(Supplied records Opens)

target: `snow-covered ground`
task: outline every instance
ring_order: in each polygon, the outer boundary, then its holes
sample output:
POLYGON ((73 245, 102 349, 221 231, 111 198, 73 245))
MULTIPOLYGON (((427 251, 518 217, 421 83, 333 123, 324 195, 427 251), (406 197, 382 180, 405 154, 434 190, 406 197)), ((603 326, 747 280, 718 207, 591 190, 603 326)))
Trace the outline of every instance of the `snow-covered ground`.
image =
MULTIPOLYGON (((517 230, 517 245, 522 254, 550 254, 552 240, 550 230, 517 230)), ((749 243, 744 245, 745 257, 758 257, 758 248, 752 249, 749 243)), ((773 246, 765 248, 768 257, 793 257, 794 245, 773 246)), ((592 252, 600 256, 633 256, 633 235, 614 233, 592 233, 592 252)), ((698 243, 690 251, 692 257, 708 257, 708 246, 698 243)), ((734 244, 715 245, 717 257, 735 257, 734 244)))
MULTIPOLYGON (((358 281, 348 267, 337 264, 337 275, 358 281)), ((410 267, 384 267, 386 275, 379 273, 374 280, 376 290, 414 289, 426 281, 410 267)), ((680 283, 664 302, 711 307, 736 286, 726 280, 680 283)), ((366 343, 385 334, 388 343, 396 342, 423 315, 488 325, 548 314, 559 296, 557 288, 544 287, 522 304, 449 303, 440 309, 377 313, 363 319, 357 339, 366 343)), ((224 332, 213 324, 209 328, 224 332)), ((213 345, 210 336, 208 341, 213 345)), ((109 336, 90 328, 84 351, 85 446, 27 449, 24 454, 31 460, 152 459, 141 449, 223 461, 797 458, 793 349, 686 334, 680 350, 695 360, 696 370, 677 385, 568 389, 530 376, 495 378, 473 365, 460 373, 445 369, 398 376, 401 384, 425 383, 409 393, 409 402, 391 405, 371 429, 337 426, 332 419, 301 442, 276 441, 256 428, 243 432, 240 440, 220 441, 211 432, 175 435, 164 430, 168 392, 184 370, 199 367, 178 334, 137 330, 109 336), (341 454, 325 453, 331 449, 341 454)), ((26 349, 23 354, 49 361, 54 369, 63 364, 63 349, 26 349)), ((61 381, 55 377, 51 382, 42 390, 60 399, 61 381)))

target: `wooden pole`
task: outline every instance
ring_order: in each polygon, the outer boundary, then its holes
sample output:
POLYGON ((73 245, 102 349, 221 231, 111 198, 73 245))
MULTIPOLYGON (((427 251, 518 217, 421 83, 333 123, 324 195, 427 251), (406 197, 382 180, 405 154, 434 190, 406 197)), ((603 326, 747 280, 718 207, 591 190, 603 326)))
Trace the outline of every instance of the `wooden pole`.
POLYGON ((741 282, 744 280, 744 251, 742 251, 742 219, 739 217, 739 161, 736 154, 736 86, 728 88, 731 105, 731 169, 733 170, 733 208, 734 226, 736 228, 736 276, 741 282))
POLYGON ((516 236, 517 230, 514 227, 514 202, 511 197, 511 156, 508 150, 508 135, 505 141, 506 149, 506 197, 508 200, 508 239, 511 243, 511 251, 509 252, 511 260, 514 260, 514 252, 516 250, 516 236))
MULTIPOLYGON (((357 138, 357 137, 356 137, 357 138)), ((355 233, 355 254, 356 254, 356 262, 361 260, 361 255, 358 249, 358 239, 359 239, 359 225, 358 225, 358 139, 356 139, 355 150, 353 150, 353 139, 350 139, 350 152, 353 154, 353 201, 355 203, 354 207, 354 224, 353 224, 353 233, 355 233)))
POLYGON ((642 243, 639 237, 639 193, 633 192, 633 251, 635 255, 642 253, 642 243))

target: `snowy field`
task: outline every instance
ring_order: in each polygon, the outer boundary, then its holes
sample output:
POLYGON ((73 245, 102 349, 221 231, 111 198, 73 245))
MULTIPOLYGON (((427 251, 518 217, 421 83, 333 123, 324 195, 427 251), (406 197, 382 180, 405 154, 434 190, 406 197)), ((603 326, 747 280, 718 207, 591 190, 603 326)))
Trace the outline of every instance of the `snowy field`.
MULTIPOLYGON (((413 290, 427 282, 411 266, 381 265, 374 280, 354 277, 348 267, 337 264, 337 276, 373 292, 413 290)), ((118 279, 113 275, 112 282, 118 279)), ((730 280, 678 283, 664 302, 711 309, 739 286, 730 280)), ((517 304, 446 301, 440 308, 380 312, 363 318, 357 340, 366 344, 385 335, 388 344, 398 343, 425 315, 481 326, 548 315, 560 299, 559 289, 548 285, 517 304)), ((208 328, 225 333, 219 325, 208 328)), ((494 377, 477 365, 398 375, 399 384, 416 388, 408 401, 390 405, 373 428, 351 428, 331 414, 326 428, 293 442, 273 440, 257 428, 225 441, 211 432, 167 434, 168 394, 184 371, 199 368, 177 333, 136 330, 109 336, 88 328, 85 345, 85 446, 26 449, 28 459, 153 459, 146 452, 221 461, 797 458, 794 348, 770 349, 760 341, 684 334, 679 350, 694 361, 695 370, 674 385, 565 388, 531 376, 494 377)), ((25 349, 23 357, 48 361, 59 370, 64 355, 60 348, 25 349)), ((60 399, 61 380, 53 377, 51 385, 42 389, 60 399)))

(Supplied records Closes)

### What the task requires
Go through the records above and, whenever a line includes the word "ground", copy it.

### Finished task
target: `snow-covered ground`
Trace the outline of every instance of the `snow-covered ground`.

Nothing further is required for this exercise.